◆ WHAT IS NEEDED: Only the lines from the top of the listing below to the line that has "Target: dark hair" should be echoed, with both ends kept and pictures left out.

◆ GIVEN ENTRIES:

--- START ---

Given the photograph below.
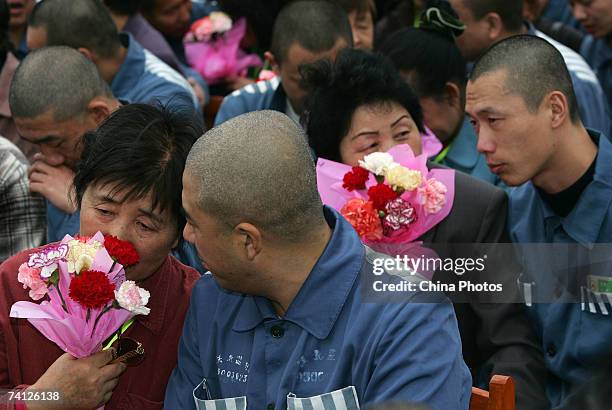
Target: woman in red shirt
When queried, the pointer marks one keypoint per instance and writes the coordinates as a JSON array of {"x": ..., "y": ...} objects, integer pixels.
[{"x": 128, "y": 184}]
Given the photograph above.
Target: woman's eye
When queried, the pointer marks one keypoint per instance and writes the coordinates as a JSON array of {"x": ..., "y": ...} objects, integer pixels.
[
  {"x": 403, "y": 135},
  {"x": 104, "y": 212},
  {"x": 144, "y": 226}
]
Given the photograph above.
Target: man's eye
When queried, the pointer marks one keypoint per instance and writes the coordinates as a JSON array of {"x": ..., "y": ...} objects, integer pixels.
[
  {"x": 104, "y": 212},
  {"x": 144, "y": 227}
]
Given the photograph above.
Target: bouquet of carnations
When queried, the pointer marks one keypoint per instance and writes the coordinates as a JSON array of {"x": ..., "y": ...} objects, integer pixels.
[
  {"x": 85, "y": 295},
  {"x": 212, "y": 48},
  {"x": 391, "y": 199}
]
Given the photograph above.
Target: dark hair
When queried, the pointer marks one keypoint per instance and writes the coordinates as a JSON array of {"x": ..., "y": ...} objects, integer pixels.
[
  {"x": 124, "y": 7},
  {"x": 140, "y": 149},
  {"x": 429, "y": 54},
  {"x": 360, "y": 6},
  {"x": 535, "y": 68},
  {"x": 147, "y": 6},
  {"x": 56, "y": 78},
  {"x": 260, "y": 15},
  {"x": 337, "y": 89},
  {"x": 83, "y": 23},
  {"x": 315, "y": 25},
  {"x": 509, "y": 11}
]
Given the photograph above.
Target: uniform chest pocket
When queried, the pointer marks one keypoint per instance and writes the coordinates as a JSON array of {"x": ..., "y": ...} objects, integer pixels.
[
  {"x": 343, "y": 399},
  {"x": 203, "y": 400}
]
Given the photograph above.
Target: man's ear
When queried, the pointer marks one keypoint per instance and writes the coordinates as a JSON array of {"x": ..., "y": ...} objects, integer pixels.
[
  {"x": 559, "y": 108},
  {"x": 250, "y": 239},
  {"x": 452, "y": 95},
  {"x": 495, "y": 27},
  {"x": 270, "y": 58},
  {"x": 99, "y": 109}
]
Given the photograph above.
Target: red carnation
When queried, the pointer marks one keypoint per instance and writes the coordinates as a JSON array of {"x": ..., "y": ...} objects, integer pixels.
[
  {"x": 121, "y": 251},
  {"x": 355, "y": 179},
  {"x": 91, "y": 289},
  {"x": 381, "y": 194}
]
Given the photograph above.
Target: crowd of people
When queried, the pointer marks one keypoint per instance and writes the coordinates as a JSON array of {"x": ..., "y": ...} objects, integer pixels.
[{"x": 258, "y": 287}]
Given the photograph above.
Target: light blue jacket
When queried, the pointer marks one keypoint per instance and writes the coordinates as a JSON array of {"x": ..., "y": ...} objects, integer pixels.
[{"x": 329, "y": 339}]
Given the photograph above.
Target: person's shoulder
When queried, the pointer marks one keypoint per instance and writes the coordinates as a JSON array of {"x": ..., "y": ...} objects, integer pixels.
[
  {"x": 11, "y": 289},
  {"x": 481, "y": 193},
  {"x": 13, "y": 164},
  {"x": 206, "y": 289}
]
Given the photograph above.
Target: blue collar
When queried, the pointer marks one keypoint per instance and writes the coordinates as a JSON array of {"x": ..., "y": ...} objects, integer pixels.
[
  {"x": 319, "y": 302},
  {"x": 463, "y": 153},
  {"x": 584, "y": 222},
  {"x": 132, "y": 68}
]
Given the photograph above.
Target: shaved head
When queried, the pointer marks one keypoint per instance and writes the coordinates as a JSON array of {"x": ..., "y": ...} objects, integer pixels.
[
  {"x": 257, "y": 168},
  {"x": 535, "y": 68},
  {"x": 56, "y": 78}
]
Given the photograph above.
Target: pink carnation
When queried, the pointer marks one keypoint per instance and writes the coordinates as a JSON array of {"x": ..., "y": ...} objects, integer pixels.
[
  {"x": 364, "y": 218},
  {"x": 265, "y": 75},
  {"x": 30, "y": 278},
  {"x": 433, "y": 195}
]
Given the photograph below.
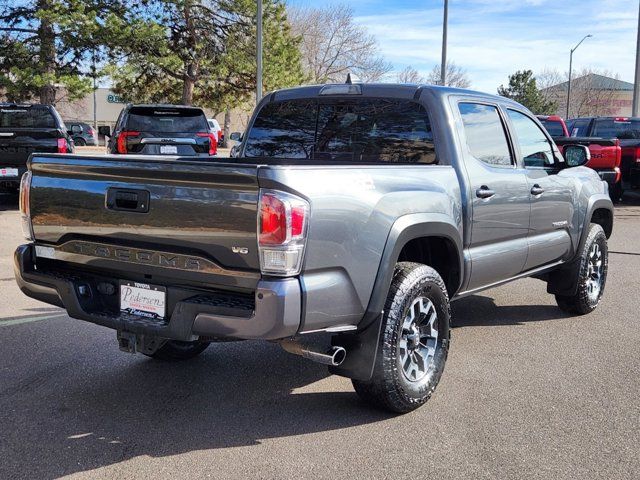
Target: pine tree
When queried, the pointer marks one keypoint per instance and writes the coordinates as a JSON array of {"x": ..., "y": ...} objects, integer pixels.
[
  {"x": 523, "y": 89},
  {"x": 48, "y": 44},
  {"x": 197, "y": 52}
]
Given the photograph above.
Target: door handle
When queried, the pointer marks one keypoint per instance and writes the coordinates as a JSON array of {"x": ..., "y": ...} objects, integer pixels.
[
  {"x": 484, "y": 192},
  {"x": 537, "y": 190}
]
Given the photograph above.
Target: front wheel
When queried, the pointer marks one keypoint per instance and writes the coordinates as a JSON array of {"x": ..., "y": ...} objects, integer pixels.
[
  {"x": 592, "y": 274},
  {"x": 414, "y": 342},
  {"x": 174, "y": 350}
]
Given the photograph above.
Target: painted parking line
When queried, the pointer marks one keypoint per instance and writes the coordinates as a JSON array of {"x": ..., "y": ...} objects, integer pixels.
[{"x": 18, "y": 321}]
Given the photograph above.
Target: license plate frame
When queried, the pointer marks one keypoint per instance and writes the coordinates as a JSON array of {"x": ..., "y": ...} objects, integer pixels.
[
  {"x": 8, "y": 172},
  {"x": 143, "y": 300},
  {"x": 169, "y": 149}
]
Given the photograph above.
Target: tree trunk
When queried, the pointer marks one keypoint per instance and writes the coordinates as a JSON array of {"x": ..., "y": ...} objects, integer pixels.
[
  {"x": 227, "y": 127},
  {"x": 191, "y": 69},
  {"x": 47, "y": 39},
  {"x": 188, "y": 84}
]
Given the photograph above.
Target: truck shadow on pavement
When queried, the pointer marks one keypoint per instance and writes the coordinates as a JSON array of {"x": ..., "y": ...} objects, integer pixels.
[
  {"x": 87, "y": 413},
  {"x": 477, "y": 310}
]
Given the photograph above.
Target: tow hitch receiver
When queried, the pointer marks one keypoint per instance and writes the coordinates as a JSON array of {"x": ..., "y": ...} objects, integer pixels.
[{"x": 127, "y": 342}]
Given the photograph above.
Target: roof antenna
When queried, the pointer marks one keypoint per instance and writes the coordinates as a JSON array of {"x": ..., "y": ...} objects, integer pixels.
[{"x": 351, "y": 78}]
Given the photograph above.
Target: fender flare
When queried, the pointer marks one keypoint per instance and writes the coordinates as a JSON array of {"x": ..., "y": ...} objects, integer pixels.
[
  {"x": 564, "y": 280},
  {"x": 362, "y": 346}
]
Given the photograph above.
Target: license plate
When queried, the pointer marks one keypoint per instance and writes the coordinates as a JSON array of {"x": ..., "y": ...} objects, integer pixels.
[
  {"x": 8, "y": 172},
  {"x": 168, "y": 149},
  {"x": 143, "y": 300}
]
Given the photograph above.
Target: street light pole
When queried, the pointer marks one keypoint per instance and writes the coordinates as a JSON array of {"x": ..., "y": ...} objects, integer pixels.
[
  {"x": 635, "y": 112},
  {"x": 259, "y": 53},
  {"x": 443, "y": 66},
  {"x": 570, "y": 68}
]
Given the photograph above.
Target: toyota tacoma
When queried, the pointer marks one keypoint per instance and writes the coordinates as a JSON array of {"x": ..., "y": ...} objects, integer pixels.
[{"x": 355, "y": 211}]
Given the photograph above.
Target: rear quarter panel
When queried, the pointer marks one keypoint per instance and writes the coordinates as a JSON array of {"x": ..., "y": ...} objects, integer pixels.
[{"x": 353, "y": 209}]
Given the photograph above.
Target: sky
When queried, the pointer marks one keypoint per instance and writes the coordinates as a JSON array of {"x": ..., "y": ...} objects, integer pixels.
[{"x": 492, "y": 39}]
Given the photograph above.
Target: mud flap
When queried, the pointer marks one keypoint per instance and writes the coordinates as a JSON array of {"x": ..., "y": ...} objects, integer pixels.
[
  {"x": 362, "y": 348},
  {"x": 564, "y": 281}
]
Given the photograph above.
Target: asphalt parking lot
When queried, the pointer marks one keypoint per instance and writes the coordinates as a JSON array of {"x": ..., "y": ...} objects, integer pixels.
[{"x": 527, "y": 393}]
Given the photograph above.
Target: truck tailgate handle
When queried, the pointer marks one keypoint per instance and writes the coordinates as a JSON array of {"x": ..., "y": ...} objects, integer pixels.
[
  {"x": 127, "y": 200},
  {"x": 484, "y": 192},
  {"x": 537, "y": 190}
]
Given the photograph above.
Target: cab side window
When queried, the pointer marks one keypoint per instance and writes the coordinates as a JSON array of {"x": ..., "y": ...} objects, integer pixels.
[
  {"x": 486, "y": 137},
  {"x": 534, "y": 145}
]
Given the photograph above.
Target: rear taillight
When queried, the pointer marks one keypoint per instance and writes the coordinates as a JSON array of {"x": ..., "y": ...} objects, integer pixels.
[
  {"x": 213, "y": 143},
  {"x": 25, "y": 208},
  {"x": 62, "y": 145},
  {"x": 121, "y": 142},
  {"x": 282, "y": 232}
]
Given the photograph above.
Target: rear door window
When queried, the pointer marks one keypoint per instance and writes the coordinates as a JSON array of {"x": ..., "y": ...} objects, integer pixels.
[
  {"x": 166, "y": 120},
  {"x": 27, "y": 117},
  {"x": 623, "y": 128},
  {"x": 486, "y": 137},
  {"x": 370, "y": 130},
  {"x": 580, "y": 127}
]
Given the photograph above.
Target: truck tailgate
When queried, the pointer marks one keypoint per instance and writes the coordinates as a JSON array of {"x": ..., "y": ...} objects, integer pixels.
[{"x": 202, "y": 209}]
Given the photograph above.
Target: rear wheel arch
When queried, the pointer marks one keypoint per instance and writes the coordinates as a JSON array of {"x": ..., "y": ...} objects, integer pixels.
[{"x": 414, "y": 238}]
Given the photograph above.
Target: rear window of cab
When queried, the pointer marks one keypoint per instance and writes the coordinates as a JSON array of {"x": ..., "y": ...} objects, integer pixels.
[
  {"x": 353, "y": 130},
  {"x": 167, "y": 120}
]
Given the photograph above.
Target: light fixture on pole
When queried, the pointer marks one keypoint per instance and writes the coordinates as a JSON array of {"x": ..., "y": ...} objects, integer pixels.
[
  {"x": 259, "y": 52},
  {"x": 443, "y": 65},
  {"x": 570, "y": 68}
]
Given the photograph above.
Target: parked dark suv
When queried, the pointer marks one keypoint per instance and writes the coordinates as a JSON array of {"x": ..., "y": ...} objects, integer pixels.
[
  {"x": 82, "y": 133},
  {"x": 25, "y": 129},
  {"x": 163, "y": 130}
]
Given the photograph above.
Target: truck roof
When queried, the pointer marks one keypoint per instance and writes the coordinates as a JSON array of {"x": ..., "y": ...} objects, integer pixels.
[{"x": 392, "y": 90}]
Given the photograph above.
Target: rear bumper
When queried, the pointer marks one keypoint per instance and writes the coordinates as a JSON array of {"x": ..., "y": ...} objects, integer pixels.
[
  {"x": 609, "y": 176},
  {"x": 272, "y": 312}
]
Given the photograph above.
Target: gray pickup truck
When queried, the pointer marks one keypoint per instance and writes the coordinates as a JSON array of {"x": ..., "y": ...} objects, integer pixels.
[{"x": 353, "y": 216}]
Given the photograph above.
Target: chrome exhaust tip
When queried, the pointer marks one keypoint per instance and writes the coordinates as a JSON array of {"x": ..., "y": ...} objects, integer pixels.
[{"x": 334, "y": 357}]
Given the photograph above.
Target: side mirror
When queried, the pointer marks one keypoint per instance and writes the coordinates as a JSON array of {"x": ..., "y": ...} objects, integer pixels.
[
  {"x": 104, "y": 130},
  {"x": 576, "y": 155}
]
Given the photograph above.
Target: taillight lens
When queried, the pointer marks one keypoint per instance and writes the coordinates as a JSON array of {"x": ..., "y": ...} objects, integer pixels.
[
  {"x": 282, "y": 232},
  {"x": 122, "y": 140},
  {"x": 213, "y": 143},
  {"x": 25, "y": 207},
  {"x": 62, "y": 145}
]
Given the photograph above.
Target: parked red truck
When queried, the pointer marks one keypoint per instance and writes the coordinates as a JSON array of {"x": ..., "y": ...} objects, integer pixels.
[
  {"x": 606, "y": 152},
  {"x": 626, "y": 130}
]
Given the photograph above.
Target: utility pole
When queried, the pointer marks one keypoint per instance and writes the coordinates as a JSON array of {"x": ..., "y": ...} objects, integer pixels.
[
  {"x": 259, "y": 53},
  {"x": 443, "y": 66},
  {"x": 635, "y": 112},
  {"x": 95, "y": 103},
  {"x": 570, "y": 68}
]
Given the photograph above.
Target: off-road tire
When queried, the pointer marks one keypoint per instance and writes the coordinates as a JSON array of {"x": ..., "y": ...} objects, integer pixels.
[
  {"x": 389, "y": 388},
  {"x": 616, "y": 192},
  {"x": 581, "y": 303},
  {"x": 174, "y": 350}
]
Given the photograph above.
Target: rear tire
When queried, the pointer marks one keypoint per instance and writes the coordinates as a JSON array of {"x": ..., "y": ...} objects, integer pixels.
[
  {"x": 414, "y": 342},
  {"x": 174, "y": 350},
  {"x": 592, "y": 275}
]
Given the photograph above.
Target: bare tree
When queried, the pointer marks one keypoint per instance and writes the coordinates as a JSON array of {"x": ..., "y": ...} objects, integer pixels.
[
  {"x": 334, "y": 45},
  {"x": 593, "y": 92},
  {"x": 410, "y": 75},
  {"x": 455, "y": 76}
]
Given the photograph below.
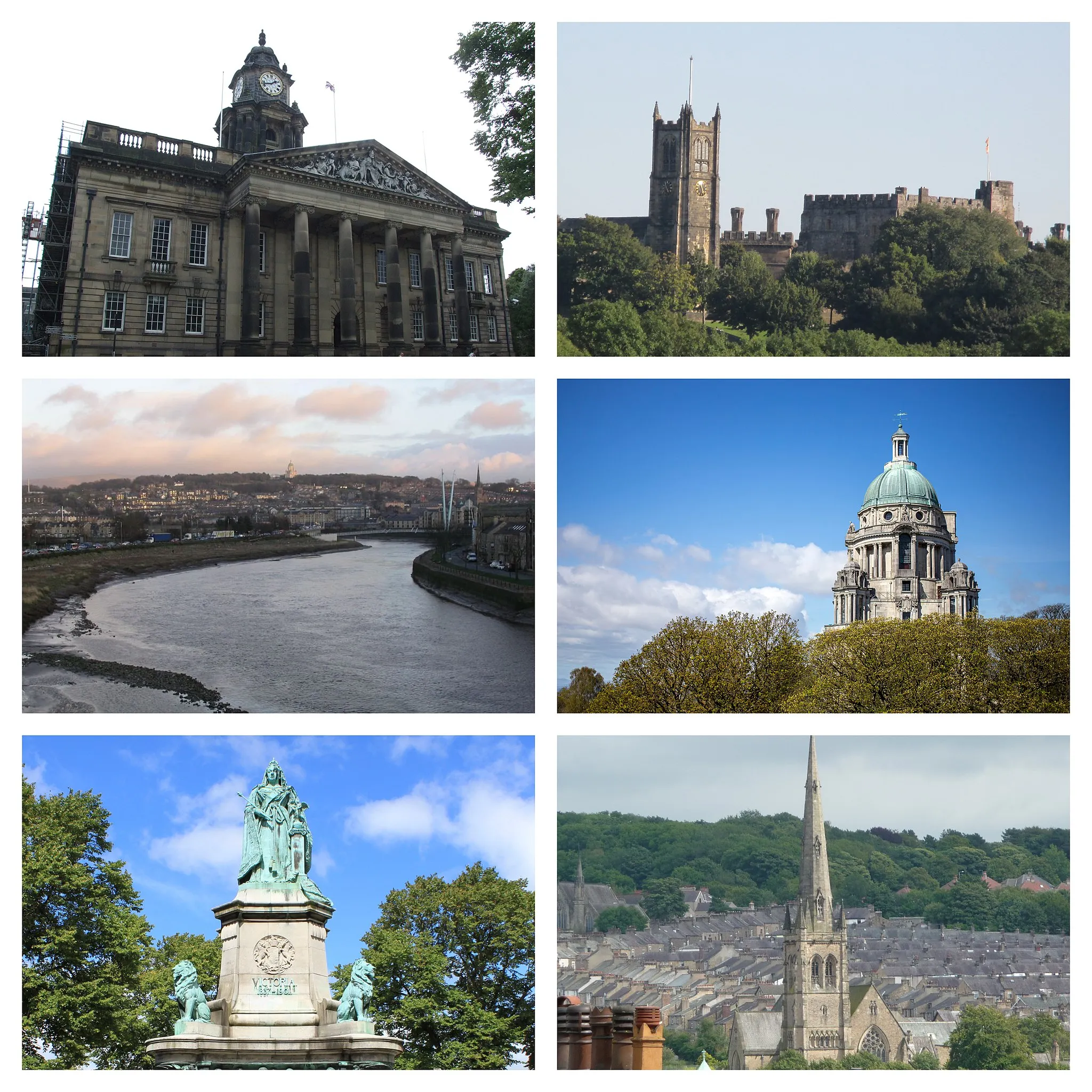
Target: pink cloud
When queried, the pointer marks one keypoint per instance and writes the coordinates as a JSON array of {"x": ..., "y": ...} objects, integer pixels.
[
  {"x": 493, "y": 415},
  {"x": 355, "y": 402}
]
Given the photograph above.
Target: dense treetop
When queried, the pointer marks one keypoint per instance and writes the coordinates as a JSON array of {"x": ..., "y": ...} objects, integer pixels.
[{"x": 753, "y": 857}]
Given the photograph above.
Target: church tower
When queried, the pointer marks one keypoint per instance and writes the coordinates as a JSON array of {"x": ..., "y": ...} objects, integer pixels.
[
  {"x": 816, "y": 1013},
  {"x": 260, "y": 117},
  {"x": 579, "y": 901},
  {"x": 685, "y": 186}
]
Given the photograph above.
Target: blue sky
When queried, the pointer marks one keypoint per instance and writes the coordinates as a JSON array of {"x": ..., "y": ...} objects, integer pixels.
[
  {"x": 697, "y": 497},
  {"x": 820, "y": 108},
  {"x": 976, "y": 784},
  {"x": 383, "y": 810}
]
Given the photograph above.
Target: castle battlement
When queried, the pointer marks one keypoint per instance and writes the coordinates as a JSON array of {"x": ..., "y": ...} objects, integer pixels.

--- END ---

◆ ANSWER FOR THE TASK:
Given the photograph below.
Target: woman in red shirt
When queried, the pointer marks one keypoint per instance and writes the coordinates as a JSON array of {"x": ..., "y": ...} objects, integer pixels.
[{"x": 128, "y": 184}]
Given the photograph above.
Target: woman's eye
When queried, the pointer marks one keypoint per instance and writes the coordinates as a JSON array of {"x": ..., "y": ...} objects, integer pixels.
[
  {"x": 403, "y": 135},
  {"x": 104, "y": 212},
  {"x": 144, "y": 226}
]
Given the photograph above.
Target: man's eye
When queried, the pointer marks one keypoint per instance and writes the coordinates as a JSON array of {"x": ..., "y": ...} objects, integer pixels.
[
  {"x": 104, "y": 212},
  {"x": 144, "y": 227}
]
Given the photograph above.
Target: bouquet of carnations
When queried, the pointer marks one keypoint per instance and writes the coordinates as a JSON array of {"x": ..., "y": ...} objects, integer pixels.
[
  {"x": 85, "y": 295},
  {"x": 212, "y": 48},
  {"x": 391, "y": 199}
]
Given the photograph above.
Target: dark hair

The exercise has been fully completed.